The problem
Please count the lines in the records below that contain the word "baby", and give only that number.

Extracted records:

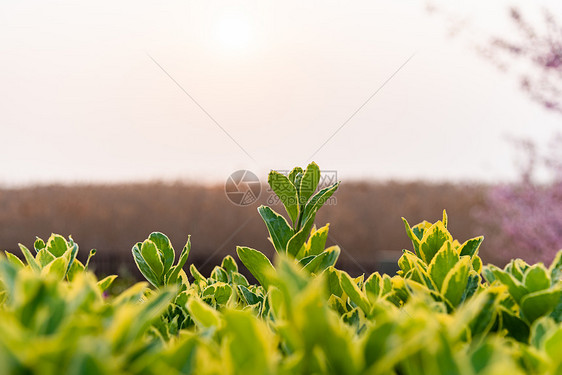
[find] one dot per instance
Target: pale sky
(81, 100)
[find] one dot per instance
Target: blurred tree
(538, 52)
(527, 214)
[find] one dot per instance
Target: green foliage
(442, 313)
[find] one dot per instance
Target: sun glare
(233, 31)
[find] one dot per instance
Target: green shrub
(442, 313)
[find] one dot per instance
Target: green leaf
(278, 228)
(456, 280)
(257, 263)
(415, 239)
(321, 262)
(373, 286)
(70, 256)
(515, 288)
(553, 345)
(432, 241)
(239, 279)
(196, 274)
(540, 328)
(333, 281)
(76, 268)
(443, 261)
(203, 315)
(294, 175)
(317, 242)
(143, 266)
(309, 182)
(249, 345)
(56, 268)
(220, 291)
(470, 247)
(318, 201)
(555, 268)
(354, 293)
(29, 258)
(44, 257)
(249, 297)
(536, 278)
(229, 264)
(106, 282)
(39, 244)
(297, 241)
(14, 260)
(165, 249)
(150, 254)
(219, 274)
(56, 245)
(541, 303)
(515, 327)
(172, 276)
(287, 193)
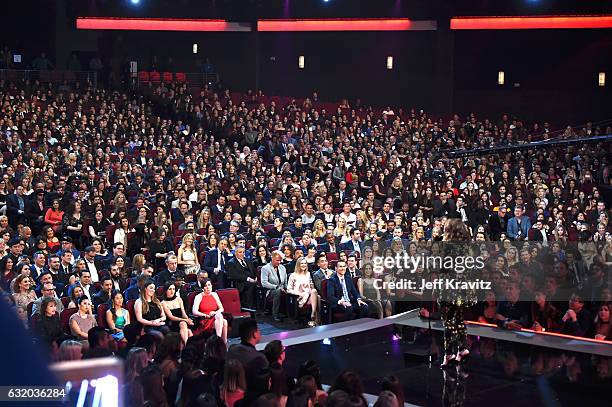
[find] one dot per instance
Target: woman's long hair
(143, 300)
(456, 231)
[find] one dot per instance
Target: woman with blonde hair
(188, 256)
(300, 283)
(453, 302)
(23, 293)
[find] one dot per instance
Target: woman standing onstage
(454, 302)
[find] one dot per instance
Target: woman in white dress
(300, 284)
(188, 256)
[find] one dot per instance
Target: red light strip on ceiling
(530, 22)
(399, 24)
(157, 24)
(572, 337)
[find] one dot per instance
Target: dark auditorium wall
(351, 65)
(556, 69)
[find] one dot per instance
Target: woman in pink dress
(208, 306)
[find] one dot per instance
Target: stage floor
(501, 372)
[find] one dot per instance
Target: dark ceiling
(248, 10)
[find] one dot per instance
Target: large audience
(127, 216)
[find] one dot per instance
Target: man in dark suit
(355, 244)
(15, 207)
(55, 267)
(245, 352)
(323, 273)
(103, 296)
(274, 279)
(242, 271)
(214, 263)
(201, 279)
(93, 265)
(538, 233)
(38, 267)
(518, 226)
(171, 273)
(331, 244)
(116, 280)
(35, 212)
(498, 223)
(343, 296)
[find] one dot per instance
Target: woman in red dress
(208, 306)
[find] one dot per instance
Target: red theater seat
(155, 77)
(101, 315)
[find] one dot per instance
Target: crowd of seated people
(136, 209)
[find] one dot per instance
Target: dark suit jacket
(12, 208)
(166, 277)
(100, 297)
(325, 247)
(349, 246)
(211, 260)
(33, 211)
(334, 289)
(238, 273)
(495, 226)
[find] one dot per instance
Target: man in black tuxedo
(498, 223)
(15, 207)
(171, 273)
(355, 244)
(242, 272)
(103, 296)
(331, 244)
(201, 279)
(343, 296)
(214, 263)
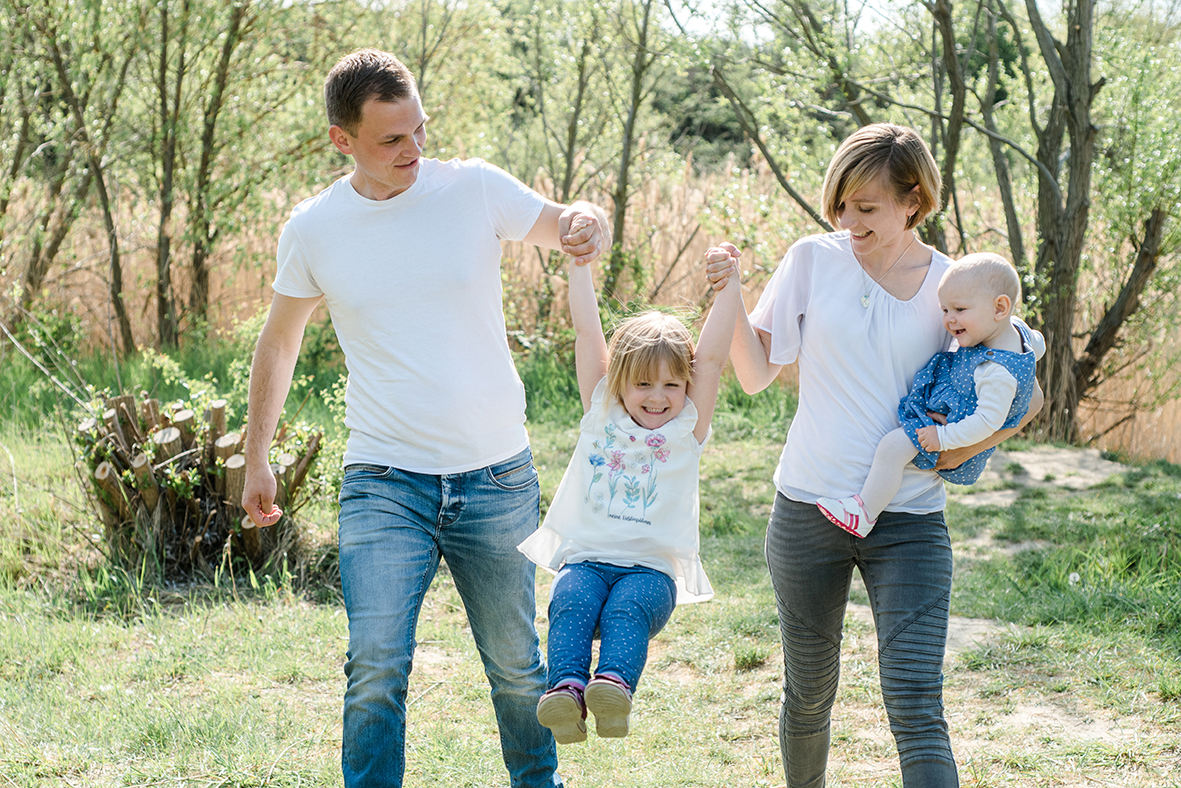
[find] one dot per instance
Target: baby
(983, 386)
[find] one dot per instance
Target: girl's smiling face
(875, 217)
(656, 398)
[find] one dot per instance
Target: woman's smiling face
(875, 217)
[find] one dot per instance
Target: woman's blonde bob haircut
(882, 150)
(639, 345)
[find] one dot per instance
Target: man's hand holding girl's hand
(584, 230)
(722, 262)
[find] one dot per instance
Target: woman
(857, 310)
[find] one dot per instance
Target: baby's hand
(928, 438)
(721, 262)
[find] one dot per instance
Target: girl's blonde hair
(639, 345)
(882, 149)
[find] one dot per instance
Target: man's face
(386, 147)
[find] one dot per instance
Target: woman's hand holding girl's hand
(721, 262)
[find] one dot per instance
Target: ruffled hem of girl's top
(549, 551)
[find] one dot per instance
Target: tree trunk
(201, 219)
(1062, 226)
(641, 62)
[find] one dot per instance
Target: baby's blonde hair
(639, 345)
(989, 272)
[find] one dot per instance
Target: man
(406, 252)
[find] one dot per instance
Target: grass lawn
(1074, 677)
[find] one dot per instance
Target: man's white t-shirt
(413, 288)
(855, 364)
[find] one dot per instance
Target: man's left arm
(589, 240)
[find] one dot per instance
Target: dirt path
(1018, 733)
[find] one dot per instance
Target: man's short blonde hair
(639, 345)
(989, 273)
(878, 150)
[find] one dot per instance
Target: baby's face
(971, 314)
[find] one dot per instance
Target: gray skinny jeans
(906, 562)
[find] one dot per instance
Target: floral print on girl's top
(628, 497)
(639, 487)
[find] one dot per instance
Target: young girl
(621, 532)
(983, 386)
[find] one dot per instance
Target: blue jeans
(395, 526)
(906, 562)
(626, 604)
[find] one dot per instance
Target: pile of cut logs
(168, 486)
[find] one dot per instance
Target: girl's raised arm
(713, 350)
(589, 345)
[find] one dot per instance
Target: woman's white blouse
(855, 364)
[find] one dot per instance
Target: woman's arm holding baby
(957, 457)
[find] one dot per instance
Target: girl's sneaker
(609, 699)
(849, 514)
(562, 710)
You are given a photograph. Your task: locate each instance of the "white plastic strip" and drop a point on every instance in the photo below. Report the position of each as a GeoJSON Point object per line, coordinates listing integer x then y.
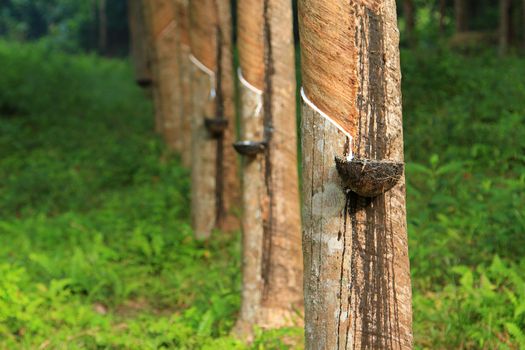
{"type": "Point", "coordinates": [325, 116]}
{"type": "Point", "coordinates": [206, 70]}
{"type": "Point", "coordinates": [253, 89]}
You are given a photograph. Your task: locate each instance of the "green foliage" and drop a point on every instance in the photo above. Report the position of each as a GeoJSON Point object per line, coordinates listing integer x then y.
{"type": "Point", "coordinates": [466, 198]}
{"type": "Point", "coordinates": [95, 245]}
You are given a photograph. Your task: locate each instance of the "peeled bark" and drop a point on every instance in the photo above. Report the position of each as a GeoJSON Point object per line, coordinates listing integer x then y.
{"type": "Point", "coordinates": [140, 53]}
{"type": "Point", "coordinates": [272, 257]}
{"type": "Point", "coordinates": [215, 184]}
{"type": "Point", "coordinates": [408, 11]}
{"type": "Point", "coordinates": [184, 81]}
{"type": "Point", "coordinates": [504, 26]}
{"type": "Point", "coordinates": [357, 277]}
{"type": "Point", "coordinates": [166, 71]}
{"type": "Point", "coordinates": [460, 9]}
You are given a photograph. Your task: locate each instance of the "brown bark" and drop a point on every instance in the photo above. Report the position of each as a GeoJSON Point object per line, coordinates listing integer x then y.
{"type": "Point", "coordinates": [504, 26]}
{"type": "Point", "coordinates": [215, 185]}
{"type": "Point", "coordinates": [166, 71]}
{"type": "Point", "coordinates": [184, 82]}
{"type": "Point", "coordinates": [272, 258]}
{"type": "Point", "coordinates": [140, 54]}
{"type": "Point", "coordinates": [408, 10]}
{"type": "Point", "coordinates": [460, 9]}
{"type": "Point", "coordinates": [357, 278]}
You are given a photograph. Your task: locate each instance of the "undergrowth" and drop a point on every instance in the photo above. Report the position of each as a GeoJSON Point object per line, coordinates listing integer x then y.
{"type": "Point", "coordinates": [96, 251]}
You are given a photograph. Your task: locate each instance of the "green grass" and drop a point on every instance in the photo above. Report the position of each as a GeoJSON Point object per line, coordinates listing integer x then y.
{"type": "Point", "coordinates": [96, 251]}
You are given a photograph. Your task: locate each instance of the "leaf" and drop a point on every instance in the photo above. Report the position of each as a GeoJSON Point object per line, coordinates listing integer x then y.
{"type": "Point", "coordinates": [515, 331]}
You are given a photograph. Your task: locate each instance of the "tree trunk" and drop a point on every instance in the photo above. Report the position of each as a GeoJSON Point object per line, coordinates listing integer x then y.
{"type": "Point", "coordinates": [139, 43]}
{"type": "Point", "coordinates": [272, 259]}
{"type": "Point", "coordinates": [184, 82]}
{"type": "Point", "coordinates": [166, 71]}
{"type": "Point", "coordinates": [215, 184]}
{"type": "Point", "coordinates": [504, 26]}
{"type": "Point", "coordinates": [357, 277]}
{"type": "Point", "coordinates": [460, 9]}
{"type": "Point", "coordinates": [408, 10]}
{"type": "Point", "coordinates": [102, 27]}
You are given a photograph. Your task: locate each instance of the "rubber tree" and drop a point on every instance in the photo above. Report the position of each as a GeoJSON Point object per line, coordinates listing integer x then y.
{"type": "Point", "coordinates": [272, 294]}
{"type": "Point", "coordinates": [140, 52]}
{"type": "Point", "coordinates": [184, 78]}
{"type": "Point", "coordinates": [410, 19]}
{"type": "Point", "coordinates": [166, 71]}
{"type": "Point", "coordinates": [214, 171]}
{"type": "Point", "coordinates": [357, 277]}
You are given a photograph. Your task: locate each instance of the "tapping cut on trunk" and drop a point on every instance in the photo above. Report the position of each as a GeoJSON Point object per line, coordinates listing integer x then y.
{"type": "Point", "coordinates": [357, 278]}
{"type": "Point", "coordinates": [272, 256]}
{"type": "Point", "coordinates": [166, 71]}
{"type": "Point", "coordinates": [215, 185]}
{"type": "Point", "coordinates": [184, 79]}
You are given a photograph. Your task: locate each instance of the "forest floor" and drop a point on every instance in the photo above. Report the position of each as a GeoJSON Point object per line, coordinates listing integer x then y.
{"type": "Point", "coordinates": [96, 250]}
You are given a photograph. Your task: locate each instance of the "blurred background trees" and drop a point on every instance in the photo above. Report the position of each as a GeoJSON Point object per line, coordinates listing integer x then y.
{"type": "Point", "coordinates": [69, 25]}
{"type": "Point", "coordinates": [101, 25]}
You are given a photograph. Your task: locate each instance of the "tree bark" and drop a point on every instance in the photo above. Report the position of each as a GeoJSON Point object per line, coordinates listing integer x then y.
{"type": "Point", "coordinates": [215, 184]}
{"type": "Point", "coordinates": [140, 54]}
{"type": "Point", "coordinates": [357, 278]}
{"type": "Point", "coordinates": [460, 9]}
{"type": "Point", "coordinates": [166, 72]}
{"type": "Point", "coordinates": [272, 258]}
{"type": "Point", "coordinates": [184, 81]}
{"type": "Point", "coordinates": [504, 26]}
{"type": "Point", "coordinates": [408, 10]}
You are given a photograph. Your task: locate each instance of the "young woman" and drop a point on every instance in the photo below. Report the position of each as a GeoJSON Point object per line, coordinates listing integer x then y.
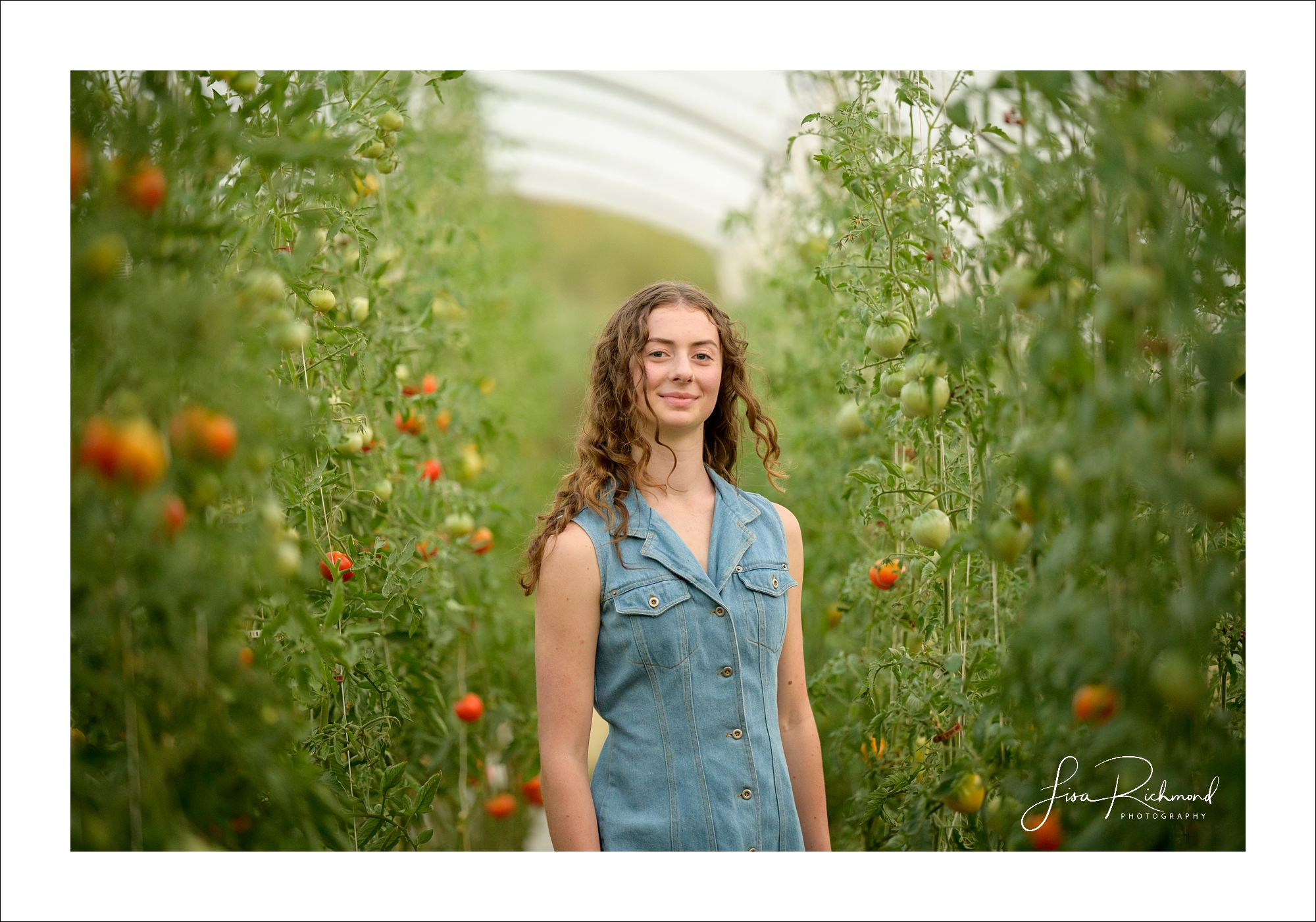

Written answer
5